#### Document excerpt
►
8 arrested at Fraser & Broadway homeless shelter sit-in


By deciding to arrest the group of eight, Mayor Robertson made a clear choice, sending a clear message. Robertson is no longer the “End Homelessness” Mayor. Robertson created almost no new social housing during his first term. His one and only significant initiative was opening these emergency shelters, which concluded in this “week of shame” of 200 evictions and eight arrests.

The Broadway and Fraser St shelter was the fourth shelter this week slated for closure by the City and Province. The shelter is the largest of the four, and is widely understood to be the safest for women. The City-owned space will now sit empty for at least the next six months.

A rally was held outside the shelter Friday morning, attended by over 50 shelter supporters. There were speeches by shelter residents and housing advocates. “Some of my friends here are probably going to die if we are forced back to Downtown Eastside SROs,” said one shelter resident.

The evictions were to be complete by 11am, but several dozen residents and advocates occupied the large building. Throughout the day, activists helped residents negotiate with BC housing for better “alternative arrangements.” Activists promised to leave the building only once each shelter resident had secured appropriate alternative arrangements.
◄
#### Dataset extract
►
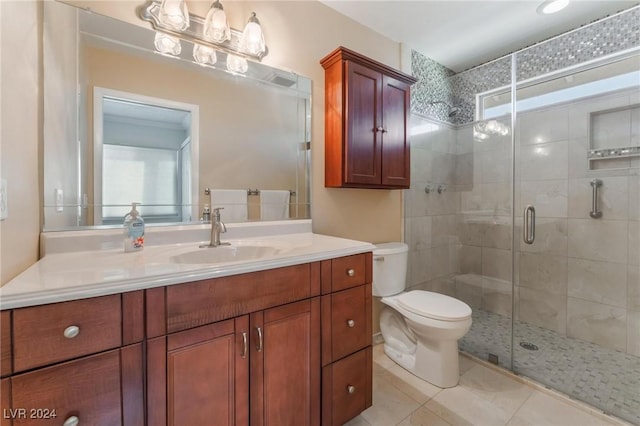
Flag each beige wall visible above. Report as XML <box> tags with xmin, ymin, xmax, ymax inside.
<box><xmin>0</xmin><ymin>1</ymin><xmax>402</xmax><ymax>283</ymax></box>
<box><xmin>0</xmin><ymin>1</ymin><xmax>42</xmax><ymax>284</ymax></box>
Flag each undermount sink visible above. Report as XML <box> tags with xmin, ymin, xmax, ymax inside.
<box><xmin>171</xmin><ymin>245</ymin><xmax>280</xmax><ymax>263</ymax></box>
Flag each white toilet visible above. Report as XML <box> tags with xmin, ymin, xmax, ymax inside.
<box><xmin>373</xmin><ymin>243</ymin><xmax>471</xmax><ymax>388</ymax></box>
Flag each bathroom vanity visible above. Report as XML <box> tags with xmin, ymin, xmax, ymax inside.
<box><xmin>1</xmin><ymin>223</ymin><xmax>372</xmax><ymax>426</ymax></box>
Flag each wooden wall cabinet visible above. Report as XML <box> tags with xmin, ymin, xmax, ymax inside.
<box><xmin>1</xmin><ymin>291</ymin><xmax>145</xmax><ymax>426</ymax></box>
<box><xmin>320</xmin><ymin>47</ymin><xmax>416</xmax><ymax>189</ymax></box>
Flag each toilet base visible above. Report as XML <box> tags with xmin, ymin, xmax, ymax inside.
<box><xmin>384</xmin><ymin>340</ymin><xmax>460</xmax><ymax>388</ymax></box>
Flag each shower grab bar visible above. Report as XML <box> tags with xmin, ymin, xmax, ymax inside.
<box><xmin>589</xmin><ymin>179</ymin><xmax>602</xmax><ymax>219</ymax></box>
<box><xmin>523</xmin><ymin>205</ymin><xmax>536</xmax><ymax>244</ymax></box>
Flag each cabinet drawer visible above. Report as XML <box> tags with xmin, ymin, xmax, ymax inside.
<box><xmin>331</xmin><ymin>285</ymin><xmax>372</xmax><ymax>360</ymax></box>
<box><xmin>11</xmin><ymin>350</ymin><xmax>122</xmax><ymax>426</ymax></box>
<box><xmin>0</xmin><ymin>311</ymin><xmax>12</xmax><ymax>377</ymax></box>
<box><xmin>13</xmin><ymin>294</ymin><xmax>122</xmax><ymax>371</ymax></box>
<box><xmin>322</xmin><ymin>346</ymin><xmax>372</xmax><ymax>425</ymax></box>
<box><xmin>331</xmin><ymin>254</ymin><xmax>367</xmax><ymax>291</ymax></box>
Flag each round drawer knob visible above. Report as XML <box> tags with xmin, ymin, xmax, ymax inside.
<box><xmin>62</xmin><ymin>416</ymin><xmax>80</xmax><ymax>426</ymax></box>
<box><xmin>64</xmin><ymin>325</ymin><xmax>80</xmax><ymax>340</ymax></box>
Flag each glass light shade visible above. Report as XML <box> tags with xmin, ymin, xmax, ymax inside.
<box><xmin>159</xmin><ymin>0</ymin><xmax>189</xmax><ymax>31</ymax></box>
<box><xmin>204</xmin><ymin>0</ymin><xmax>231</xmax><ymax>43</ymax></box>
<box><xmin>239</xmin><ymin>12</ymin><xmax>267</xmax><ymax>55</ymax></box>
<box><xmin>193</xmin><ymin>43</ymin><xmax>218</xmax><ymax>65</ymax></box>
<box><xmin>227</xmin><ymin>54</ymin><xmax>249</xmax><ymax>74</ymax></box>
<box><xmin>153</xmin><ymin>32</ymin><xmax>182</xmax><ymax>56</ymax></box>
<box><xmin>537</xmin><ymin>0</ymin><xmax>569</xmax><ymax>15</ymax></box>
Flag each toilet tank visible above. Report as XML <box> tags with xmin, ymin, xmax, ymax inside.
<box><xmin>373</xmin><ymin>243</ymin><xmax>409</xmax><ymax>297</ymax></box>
◄
►
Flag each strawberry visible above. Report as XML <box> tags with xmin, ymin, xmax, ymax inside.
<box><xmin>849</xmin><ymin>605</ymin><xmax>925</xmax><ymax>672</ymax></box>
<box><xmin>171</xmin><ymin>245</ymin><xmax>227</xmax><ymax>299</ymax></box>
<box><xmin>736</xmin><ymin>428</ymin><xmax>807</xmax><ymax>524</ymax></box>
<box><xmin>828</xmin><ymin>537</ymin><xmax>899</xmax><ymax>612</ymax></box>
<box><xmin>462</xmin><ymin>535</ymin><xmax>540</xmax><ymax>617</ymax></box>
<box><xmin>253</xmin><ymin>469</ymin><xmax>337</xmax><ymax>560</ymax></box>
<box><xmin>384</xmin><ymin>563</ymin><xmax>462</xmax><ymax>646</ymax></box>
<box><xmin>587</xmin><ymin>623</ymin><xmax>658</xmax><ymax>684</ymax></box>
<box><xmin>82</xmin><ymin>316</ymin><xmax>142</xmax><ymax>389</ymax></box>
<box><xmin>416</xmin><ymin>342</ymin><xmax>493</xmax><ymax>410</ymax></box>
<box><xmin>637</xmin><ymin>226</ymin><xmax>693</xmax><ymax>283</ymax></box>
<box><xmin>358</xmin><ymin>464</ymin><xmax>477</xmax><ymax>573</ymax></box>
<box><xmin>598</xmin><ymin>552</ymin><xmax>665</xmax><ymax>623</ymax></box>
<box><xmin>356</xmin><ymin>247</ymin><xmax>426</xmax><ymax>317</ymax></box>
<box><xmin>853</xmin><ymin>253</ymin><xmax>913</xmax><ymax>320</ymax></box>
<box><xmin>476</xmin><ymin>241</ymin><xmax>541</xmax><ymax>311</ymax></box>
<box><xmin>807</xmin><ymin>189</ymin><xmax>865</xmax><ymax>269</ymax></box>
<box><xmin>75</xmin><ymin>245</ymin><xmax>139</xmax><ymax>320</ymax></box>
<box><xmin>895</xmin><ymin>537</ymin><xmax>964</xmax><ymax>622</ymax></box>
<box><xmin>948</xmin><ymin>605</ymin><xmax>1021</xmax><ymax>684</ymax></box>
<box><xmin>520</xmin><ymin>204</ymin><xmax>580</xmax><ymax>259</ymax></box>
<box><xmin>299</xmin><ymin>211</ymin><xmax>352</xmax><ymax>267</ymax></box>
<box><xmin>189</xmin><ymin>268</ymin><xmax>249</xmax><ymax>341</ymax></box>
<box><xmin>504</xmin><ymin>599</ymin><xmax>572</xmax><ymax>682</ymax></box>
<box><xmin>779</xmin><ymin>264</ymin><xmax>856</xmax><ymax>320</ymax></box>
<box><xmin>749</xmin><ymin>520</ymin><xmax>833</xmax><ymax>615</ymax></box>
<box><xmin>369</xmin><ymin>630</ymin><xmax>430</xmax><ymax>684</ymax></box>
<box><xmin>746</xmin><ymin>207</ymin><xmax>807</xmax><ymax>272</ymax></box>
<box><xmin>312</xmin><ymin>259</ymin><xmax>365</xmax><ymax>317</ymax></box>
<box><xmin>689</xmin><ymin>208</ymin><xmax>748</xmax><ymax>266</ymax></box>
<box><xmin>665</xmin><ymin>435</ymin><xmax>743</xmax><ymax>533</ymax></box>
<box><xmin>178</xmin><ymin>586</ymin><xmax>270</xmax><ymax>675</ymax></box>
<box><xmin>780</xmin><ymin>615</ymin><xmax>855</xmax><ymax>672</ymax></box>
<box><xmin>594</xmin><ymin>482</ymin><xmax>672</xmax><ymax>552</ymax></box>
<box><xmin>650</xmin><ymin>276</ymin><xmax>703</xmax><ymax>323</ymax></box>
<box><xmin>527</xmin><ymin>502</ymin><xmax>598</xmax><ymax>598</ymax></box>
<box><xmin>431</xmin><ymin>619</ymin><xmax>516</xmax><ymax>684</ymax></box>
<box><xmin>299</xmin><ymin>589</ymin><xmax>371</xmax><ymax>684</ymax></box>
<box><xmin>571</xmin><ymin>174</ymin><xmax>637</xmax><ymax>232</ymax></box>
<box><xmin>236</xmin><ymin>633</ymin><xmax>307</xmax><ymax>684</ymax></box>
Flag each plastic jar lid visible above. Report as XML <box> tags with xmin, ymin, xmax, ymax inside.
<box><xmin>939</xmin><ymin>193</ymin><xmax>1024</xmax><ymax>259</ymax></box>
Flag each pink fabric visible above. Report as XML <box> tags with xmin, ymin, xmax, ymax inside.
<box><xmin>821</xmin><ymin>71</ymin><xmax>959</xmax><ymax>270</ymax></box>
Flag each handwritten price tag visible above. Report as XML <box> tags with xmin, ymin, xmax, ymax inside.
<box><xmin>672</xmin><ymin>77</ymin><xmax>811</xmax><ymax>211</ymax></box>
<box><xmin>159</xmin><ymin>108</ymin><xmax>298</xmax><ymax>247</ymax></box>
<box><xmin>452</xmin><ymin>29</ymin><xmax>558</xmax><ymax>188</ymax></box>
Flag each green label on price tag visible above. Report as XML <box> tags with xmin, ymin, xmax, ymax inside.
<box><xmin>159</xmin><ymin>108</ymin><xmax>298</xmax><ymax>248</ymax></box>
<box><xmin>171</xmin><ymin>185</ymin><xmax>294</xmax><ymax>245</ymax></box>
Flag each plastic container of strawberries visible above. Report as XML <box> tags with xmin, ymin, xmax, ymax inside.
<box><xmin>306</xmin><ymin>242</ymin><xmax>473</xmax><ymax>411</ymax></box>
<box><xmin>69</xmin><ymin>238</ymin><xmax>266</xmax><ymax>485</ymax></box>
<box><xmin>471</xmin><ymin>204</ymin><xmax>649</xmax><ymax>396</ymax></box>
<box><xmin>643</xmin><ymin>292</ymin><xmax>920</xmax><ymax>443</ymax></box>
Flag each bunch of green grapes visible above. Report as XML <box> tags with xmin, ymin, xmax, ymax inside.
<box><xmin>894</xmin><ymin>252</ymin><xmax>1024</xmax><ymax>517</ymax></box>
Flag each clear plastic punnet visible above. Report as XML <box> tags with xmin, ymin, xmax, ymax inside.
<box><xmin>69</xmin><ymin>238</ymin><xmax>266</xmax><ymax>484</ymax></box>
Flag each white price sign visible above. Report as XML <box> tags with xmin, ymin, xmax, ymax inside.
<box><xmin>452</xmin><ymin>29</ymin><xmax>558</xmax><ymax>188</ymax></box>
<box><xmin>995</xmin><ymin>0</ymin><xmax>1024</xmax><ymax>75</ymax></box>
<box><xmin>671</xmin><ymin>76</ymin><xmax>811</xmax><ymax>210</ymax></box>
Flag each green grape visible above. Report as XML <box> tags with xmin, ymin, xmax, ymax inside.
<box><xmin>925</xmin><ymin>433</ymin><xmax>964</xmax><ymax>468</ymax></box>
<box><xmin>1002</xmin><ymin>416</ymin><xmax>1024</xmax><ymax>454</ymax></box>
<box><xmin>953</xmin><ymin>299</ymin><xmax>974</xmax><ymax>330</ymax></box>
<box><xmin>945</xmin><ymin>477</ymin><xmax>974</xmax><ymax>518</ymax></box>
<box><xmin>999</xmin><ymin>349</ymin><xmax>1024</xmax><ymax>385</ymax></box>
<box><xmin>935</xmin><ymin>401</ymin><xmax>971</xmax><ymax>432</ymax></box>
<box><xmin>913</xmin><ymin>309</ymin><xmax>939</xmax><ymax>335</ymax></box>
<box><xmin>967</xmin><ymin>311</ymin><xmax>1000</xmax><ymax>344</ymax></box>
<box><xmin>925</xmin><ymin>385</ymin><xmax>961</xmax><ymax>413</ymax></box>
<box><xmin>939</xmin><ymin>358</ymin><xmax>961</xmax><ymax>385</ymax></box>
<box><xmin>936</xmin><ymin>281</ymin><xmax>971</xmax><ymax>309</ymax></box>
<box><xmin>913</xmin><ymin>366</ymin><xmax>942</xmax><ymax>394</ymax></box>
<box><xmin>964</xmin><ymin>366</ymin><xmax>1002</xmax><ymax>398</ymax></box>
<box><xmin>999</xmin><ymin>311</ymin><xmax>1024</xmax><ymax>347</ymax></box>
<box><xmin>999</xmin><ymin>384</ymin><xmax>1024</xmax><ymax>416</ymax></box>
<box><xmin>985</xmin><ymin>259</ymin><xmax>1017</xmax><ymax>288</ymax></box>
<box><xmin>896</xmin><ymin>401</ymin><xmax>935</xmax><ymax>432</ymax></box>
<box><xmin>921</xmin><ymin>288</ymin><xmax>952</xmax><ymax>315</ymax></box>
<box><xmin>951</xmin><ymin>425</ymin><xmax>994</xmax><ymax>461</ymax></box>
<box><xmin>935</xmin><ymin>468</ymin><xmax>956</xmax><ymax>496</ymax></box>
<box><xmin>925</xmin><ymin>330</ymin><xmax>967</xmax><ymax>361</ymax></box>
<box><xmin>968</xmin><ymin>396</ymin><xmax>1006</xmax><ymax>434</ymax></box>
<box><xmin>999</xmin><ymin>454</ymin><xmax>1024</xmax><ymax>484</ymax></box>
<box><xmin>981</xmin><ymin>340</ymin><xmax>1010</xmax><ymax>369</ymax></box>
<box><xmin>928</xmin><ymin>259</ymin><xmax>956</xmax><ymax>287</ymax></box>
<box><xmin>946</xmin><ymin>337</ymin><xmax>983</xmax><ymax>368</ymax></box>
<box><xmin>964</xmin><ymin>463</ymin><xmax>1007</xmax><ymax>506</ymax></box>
◄
►
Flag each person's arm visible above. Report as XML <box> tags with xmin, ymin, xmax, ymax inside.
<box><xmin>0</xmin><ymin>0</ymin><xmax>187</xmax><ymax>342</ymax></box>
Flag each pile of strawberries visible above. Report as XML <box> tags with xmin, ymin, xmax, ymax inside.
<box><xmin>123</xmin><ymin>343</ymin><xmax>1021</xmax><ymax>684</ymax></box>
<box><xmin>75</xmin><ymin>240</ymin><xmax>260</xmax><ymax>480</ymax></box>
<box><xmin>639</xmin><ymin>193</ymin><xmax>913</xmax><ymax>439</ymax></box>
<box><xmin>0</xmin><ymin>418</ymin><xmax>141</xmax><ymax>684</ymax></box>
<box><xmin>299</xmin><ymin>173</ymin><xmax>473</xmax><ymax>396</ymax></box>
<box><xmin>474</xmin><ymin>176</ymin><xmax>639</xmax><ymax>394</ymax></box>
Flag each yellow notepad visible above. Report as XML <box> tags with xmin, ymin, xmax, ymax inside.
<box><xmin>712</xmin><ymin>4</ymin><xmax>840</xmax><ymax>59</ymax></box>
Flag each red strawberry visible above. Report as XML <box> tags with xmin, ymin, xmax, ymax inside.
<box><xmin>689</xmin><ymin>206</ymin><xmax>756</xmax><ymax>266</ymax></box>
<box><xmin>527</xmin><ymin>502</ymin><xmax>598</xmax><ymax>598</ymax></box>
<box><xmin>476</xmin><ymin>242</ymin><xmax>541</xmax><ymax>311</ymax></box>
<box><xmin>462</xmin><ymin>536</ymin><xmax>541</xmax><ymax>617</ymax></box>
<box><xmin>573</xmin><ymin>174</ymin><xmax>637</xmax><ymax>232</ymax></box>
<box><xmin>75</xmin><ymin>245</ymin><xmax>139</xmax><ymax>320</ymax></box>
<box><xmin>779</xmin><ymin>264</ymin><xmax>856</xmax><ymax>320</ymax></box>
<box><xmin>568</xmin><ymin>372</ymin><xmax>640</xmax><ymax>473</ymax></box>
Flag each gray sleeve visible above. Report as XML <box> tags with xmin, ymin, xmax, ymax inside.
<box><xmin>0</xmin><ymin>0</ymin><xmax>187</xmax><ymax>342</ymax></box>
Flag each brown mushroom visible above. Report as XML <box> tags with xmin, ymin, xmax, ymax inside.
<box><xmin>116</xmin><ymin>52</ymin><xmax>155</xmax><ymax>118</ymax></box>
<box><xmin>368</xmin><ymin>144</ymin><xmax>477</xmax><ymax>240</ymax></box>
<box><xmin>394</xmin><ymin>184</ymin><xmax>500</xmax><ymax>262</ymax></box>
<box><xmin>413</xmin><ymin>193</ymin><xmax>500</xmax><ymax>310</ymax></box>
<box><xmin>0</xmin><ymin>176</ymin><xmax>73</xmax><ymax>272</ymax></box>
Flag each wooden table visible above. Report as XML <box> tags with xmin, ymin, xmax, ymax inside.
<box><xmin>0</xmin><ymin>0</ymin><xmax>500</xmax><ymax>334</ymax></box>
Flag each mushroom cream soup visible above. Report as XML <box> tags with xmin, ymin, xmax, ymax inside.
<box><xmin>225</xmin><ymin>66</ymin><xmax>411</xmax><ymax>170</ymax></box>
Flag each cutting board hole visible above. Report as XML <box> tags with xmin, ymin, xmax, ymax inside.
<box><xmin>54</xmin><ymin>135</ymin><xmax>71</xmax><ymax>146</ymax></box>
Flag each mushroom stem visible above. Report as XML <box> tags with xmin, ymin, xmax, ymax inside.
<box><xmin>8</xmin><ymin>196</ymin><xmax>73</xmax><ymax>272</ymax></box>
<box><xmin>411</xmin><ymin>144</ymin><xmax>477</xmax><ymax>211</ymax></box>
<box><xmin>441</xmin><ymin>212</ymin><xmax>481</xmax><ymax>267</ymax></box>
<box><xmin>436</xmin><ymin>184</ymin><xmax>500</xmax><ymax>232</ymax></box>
◄
#### Task instructions
Continue the article on the Fraser and Broadway shelter sit-in, picking up after its final sentence. The listing is drawn from a different source than the article on the Fraser and Broadway shelter sit-in.

#### Answer section
Meanwhile a delegation went to Christy Clark’s campaign office, refusing to leave until they met with Premier Clark (see CBC article). Clark sent the Housing Minister Rich Coleman to meet with the delegation. The meeting was sometimes heated, but the feeling of the dozen attendees was that Coleman’s arguments in favour of shelter closures fell apart upon discussion, but he remained extremely stubborn and arrogant. Afterwards, Coleman made nonsensical and rambling comments to the press, as reported by CKNW:

Coleman says everyone has been offered housing, but not everyone has taken it,”Instead of working with us and understanding what the long term plan is, and just working with us on a long term plan, it’s just never enough…And so it’s never enough for them so they want to find something they can hang their hat on every once in awhile to be activists about, and I don’t know why.”

Activist Wendy Pedersen says low barrier shelters are critical to giving people a place to land if housing options don’t work out, “We have a goal and that’s to end homelessness. Until people are not homeless, we’re not going to be happy, and somebody has to keep up the pressure, and that’s our role.”

At 8pm, back at Fraser & Broadway, there remained several dozen people in the shelter, including residents who were committed to keeping the shelter open. The shelter remained filled with the belongings of evicted residents. Police, under orders from City Deputy General Manager Brenda Prosken, told everyone to leave under threat of arrest. The squatters decided that a core group of eight would take a stand to keep the shelter open for all who need it. The group of eight sat in a circle in the middle of the shelter, putting the decision clearly to the City General Manager and Mayor: if you want to shut down this homeless shelter, the fourth in one week, you will have to arrest eight peaceful demonstrators to do so.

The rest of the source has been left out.